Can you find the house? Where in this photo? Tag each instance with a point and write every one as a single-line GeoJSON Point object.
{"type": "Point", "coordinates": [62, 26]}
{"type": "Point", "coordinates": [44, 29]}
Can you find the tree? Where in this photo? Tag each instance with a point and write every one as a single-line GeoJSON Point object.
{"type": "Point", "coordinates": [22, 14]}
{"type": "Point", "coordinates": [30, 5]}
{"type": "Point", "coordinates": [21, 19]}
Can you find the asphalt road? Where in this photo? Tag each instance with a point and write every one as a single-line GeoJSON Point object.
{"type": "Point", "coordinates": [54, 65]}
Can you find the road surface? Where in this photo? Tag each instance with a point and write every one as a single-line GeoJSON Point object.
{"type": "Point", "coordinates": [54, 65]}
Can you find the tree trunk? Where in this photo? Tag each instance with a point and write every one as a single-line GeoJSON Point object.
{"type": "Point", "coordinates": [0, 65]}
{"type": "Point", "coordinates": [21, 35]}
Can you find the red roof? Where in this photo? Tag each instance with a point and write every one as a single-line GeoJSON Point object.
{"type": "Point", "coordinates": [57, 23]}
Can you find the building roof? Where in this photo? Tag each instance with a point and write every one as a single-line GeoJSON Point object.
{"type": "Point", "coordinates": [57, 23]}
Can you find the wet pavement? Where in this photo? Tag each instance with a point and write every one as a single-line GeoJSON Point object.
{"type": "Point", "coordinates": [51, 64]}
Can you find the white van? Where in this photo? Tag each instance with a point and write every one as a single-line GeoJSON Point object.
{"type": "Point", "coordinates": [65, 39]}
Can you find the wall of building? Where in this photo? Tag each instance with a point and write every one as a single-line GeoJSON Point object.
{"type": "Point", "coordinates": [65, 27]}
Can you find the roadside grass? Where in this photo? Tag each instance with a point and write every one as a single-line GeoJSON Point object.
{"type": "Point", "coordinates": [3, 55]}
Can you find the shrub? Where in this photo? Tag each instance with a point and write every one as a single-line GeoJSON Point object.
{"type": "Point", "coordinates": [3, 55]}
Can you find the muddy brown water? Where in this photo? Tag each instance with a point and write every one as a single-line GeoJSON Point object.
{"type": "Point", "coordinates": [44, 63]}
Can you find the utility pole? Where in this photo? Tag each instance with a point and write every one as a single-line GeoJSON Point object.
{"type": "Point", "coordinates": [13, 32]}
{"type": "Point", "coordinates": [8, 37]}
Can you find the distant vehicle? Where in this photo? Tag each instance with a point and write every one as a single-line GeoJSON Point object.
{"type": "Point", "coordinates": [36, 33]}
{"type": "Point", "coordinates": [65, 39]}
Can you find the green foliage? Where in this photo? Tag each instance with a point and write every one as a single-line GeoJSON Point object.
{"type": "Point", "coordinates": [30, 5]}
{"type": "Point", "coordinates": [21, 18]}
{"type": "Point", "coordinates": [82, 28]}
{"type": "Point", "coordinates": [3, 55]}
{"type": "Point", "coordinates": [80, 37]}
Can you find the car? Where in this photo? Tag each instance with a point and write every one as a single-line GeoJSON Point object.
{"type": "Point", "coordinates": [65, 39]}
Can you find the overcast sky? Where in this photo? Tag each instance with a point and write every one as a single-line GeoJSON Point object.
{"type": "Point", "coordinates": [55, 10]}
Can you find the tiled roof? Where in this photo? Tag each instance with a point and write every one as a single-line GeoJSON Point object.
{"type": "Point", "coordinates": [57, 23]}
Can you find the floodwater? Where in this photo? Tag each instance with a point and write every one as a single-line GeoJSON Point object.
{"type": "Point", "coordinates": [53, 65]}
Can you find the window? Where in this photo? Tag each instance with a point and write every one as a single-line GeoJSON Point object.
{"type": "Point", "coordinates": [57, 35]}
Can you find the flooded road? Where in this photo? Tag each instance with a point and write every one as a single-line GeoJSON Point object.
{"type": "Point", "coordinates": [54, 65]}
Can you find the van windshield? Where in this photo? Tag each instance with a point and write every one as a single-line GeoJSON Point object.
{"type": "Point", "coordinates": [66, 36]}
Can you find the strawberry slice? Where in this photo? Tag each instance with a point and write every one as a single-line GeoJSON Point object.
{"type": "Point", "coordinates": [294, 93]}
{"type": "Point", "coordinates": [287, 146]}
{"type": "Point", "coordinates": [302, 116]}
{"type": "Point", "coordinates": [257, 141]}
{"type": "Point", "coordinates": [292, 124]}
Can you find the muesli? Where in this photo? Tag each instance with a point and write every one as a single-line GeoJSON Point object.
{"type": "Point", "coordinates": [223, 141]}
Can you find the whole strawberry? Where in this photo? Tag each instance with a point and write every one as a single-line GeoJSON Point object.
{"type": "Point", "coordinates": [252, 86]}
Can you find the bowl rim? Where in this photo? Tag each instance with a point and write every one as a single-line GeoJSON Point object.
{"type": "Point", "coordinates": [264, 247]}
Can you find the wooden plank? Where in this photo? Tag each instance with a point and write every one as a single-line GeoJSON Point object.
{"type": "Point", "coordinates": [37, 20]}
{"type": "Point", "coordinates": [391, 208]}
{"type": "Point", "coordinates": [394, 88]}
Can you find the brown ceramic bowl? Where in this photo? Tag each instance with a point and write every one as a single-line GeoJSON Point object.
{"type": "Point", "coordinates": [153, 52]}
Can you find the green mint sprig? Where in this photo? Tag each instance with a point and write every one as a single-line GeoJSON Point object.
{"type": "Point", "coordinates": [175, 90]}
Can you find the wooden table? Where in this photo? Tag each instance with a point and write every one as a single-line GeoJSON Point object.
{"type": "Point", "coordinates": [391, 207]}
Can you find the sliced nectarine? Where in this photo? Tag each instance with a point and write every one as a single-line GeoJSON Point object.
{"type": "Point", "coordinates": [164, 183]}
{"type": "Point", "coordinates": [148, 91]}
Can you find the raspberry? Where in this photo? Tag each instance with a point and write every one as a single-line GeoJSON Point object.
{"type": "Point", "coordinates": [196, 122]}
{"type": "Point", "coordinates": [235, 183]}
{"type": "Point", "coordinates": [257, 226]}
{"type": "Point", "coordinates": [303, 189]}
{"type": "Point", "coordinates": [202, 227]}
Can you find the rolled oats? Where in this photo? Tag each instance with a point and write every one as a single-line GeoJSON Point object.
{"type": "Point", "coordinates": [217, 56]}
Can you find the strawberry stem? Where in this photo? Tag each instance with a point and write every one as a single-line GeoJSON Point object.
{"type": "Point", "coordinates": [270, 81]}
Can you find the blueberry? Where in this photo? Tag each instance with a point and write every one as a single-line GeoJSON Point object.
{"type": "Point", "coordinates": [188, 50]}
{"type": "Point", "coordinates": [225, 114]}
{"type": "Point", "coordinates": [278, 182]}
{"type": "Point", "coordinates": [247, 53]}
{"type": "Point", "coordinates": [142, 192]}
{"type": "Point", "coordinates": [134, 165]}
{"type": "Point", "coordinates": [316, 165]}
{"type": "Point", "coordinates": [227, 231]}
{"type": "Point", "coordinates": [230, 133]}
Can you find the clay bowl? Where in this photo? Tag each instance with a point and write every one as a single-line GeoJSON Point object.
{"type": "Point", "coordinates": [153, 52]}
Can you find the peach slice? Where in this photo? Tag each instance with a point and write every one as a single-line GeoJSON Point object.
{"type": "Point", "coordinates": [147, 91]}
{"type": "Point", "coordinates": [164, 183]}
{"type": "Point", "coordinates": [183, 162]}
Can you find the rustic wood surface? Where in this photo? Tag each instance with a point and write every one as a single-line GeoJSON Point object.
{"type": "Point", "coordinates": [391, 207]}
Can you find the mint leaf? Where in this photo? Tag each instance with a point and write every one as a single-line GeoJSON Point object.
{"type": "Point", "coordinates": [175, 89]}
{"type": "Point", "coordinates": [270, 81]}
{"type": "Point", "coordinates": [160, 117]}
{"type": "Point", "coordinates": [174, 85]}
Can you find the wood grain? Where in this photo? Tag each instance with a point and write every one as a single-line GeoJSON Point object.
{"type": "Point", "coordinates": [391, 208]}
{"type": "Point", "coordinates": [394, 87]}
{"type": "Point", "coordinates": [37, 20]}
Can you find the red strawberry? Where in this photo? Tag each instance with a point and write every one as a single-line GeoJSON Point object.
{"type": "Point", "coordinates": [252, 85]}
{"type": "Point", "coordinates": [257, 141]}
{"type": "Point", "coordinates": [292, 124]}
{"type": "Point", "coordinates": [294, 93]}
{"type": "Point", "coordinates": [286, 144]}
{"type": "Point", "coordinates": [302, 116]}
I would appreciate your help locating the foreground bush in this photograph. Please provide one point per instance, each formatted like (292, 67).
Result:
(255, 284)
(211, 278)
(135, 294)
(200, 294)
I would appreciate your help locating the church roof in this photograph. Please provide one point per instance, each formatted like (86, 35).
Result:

* * *

Exercise description |
Please convert the data from the line containing "Can you find the mint" through the last line of the data into a Markdown table with the columns Row and Data line, numbering each line and skipping blank lines.

Response |
| Row | Data line |
|---|---|
| 1 | Can you find the mint leaf? Where in this photo? Tag each instance with a point and write every one as a single-line GeoJSON Point object. |
| 2 | {"type": "Point", "coordinates": [175, 89]} |
| 3 | {"type": "Point", "coordinates": [270, 81]} |
| 4 | {"type": "Point", "coordinates": [160, 117]} |
| 5 | {"type": "Point", "coordinates": [174, 85]} |
| 6 | Can you find the wood grain? Where in this photo? Tag each instance with a point and write every one as a single-line GeoJSON Point object. |
| 7 | {"type": "Point", "coordinates": [391, 208]} |
| 8 | {"type": "Point", "coordinates": [394, 87]} |
| 9 | {"type": "Point", "coordinates": [37, 20]} |
| 10 | Can you find the red strawberry? Where in this photo? Tag each instance with a point and write every one as a single-line GeoJSON Point object. |
| 11 | {"type": "Point", "coordinates": [252, 85]} |
| 12 | {"type": "Point", "coordinates": [257, 141]} |
| 13 | {"type": "Point", "coordinates": [292, 124]} |
| 14 | {"type": "Point", "coordinates": [294, 93]} |
| 15 | {"type": "Point", "coordinates": [286, 144]} |
| 16 | {"type": "Point", "coordinates": [302, 116]} |
| 17 | I would appreciate your help locating the foreground bush in this photograph. Please provide one point per instance, each formatted like (292, 67). |
| 18 | Result: |
| 19 | (255, 284) |
| 20 | (211, 278) |
| 21 | (135, 294) |
| 22 | (200, 294) |
| 23 | I would appreciate your help locating the church roof in this photograph. Please provide one point per instance, each formatted like (86, 35). |
| 24 | Result: |